## Selected text

With the economics of building a small slaughterhouse too risky, Jorgenson decided to go mobile and work with the livestock industry where it exists, often in remote areas that are underserved by slaughter facilities.

“Let’s see if we can’t go straight to the farm. That’s where we should be doing it. The animals are at home. Boom, it’s done, no stress, no transport. It seemed to be a very sensible solution.”

His mobile slaughter unit offers more flexibility for niche products such as organic and fits the humane slaughter certification requirements of the Society for the Prevention of Cruelty to Animals.

Local food networks are also better served, he added, particularly in remote towns like Fort St. John, B.C.

“We go to the farm, buy the animals, slaughter them and process them locally. We have now made local product available to local people,” he said. “That was not an option before.”

But even with backing from the Natural Sciences and Engineering Research Council, convincing the CFIA to approve his mobile abattoir design was no mean feat.

## Questions to answer
1. In the passage about the mobile slaughter unit, why did Jorgenson choose to go mobile and slaughter animals on the farm?
2. Carry on the passage about the mobile slaughter unit, picking up after its last sentence.

## Extracted data
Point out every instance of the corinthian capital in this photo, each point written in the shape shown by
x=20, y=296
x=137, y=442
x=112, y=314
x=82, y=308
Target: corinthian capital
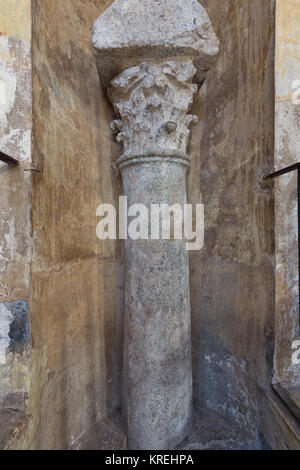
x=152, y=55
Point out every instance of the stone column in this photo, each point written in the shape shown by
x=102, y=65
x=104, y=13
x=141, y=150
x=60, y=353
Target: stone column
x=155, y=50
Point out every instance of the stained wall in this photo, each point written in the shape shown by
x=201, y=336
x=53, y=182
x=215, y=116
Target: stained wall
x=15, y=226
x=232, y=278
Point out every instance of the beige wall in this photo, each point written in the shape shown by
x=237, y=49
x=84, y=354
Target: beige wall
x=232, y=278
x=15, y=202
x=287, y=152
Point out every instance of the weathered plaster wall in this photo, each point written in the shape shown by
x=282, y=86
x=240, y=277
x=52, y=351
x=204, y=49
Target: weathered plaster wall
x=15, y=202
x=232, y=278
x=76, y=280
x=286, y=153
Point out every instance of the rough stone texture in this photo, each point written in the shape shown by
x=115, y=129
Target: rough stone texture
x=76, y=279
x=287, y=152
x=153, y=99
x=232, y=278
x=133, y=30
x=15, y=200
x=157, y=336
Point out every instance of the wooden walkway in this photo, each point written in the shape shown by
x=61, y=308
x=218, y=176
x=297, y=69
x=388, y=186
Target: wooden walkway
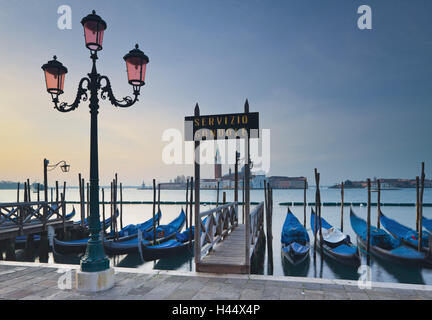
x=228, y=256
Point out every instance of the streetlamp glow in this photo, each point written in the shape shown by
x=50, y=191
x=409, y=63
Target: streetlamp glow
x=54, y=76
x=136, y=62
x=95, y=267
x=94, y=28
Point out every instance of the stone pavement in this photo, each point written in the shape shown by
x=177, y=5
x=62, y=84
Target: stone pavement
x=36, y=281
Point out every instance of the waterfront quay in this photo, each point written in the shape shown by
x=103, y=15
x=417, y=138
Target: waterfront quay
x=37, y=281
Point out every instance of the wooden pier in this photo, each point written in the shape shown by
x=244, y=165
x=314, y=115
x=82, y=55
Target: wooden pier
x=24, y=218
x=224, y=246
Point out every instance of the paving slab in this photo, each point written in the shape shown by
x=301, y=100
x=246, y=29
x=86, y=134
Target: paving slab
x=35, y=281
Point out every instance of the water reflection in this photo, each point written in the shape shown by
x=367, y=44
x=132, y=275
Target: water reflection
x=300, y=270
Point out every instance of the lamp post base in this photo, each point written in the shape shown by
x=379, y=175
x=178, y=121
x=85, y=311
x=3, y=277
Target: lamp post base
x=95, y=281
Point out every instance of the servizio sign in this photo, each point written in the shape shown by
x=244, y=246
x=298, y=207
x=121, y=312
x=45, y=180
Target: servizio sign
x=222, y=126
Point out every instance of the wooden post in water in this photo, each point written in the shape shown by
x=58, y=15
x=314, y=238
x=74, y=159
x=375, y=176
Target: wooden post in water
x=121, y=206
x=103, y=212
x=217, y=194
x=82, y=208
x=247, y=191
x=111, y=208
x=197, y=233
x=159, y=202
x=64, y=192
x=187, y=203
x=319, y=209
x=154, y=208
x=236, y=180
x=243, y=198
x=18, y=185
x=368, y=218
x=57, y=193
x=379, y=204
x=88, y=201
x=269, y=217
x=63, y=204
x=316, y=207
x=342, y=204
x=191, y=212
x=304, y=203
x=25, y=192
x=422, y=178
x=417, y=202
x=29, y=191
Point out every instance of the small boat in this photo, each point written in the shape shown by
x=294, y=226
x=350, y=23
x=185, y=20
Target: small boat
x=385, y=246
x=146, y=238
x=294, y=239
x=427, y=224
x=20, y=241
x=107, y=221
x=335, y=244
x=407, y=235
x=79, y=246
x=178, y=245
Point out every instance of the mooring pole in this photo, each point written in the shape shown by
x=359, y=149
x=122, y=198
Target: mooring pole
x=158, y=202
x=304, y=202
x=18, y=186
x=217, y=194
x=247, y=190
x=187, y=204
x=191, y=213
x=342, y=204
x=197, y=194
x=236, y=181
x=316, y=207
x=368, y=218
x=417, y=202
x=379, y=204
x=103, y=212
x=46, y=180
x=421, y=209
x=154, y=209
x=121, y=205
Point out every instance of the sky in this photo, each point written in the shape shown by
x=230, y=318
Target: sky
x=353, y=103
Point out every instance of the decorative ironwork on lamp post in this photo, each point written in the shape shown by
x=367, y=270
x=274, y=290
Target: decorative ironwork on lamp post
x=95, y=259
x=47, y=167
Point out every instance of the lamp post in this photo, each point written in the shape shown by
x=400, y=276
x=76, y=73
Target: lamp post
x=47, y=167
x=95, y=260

## Answers given
1. Building a small slaughterhouse was too risky economically, so he went mobile to work with livestock where it is raised, often in remote areas with few slaughter facilities. On the farm, the animals are at home, so there is no stress and no transport.

2.
His sense of justice and belief that his idea had merit sustained him through a three-year fight with bureaucracy. He recalled how early on he received a fax from Ottawa that flatly refused his application.

“No explanation, no justification, just ‘No’. I said, ‘Wait a minute. I’m a taxpayer. The CFIA works for me.’ I got really pissed and because I got really pissed I decided that I would never give up.”

Now that he has provincially based approval for the mobile unit, he wants it to be approved as a federally inspected slaughter facility.

“As it stands right now, the CFIA will tell you that it will never happen. But I’ve heard that one before, and I don’t buy it.”

He said the inspectors he works with are excellent but “the policymakers, they need to get out into the real world.”

After a year of operation, he has found on-farm slaughtering eliminates stress and delivers a better quality product with higher yield.

“The goring, bruising and battering that they get in the process of loading, transporting and being unloaded is eliminated. They’re at home, at peace, the water is there and the food is over there,” he said. “That whole stress thing is gone.”

Under the Gate to Plate system, the holding facility used to line the animals up before slaughter is the livestock producer’s own corrals and squeeze chutes. The semi-trailer unit is backed up nearby at a pre-approved site, the cattle are killed, bled by hanging from the farmer’s own front-end loader, and then winched into the unit for skinning, gutting and primary processing.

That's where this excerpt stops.